» **What the task asks**
Exactly and only the lines from the one containing "Could you point out the tree in" through the close of the entries below are to be set down.
______________________________
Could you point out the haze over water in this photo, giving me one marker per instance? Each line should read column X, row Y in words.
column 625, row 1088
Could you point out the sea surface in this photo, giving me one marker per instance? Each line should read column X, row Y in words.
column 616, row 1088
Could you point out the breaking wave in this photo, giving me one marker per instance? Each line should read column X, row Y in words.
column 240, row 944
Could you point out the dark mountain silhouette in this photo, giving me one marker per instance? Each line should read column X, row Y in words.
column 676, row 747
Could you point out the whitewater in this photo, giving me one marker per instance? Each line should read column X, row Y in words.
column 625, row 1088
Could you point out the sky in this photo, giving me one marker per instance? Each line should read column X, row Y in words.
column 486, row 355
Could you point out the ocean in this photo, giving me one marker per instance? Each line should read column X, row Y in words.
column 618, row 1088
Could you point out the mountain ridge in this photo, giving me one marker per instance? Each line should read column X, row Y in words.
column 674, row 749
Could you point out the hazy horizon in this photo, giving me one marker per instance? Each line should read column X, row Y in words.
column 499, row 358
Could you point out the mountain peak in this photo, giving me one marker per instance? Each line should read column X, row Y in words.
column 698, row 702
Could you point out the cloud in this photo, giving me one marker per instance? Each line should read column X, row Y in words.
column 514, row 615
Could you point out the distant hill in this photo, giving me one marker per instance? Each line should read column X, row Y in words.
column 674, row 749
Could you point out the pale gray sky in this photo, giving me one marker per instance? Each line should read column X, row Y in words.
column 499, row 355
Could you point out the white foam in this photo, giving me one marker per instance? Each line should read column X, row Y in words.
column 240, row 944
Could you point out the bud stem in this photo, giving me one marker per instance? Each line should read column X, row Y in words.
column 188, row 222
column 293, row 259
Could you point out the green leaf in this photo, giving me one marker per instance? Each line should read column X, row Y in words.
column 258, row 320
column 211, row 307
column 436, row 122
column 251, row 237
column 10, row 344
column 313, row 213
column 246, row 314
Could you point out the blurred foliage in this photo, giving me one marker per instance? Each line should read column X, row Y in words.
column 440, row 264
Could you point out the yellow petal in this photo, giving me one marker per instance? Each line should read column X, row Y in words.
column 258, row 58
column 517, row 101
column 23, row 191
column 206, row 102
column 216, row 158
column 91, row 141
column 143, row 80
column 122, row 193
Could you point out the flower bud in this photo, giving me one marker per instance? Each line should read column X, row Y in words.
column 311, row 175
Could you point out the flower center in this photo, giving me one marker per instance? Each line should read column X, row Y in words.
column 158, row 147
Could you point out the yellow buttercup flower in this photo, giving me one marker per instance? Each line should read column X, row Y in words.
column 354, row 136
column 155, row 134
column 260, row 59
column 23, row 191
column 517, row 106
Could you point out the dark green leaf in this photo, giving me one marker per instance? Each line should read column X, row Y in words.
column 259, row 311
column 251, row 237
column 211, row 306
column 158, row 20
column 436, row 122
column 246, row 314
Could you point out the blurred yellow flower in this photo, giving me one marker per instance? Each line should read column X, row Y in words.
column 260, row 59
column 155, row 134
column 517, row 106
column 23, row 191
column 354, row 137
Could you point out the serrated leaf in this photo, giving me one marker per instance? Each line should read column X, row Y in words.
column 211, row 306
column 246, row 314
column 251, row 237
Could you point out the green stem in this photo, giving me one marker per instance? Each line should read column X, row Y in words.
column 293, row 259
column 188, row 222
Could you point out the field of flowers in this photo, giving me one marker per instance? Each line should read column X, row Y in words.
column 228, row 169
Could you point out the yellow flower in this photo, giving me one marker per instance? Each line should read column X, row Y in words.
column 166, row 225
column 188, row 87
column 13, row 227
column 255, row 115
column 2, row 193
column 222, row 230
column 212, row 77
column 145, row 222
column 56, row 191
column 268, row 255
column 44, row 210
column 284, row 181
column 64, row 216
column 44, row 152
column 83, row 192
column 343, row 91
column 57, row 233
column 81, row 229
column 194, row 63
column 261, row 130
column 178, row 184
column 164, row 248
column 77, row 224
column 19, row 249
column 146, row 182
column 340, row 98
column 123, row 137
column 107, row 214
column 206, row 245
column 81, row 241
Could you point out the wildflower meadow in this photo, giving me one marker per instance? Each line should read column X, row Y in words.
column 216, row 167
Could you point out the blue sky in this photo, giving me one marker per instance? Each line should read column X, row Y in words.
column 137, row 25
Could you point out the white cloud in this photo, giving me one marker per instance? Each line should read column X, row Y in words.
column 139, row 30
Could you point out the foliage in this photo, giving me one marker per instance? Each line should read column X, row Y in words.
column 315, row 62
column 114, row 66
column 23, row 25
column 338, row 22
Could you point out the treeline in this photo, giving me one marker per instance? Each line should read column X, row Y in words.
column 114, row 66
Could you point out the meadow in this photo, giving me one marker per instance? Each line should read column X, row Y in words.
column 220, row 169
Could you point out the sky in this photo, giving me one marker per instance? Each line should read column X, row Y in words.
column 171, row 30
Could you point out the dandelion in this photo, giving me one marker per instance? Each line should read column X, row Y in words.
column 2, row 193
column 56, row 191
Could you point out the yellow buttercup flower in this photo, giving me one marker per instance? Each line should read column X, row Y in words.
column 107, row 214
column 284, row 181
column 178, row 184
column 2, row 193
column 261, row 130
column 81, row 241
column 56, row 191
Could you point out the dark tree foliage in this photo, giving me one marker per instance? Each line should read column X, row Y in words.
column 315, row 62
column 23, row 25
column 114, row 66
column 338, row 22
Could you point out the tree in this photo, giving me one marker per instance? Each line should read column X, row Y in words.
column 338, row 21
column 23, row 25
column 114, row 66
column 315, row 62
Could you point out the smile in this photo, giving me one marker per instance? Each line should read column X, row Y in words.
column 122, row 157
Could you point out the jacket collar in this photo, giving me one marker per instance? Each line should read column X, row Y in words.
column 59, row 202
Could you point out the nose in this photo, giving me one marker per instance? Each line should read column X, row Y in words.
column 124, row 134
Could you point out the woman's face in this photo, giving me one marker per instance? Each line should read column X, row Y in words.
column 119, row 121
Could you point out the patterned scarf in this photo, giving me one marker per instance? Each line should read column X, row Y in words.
______________________________
» **Answer for this exercise**
Could you point out the tree in this photo, giving me one marker per instance? Each line should read column X, row Y in words.
column 338, row 21
column 23, row 25
column 114, row 66
column 315, row 62
Could you point out the smile in this photo, giving me one marker per instance? Each line should read column X, row Y in words.
column 122, row 157
Could you point out the jacket collar in this photo, giving me one marker per instance? Each line should read column X, row Y in words.
column 59, row 202
Could you point out the nose in this photo, giving me one marker per instance? Each line should read column X, row Y in words.
column 124, row 134
Could you point out the woman's face in this photo, giving me one marker per instance? Each line should read column X, row Y in words.
column 119, row 121
Could you point out the patterned scarf in this photo, giving me one marker per instance? Each line should read column X, row Y in words.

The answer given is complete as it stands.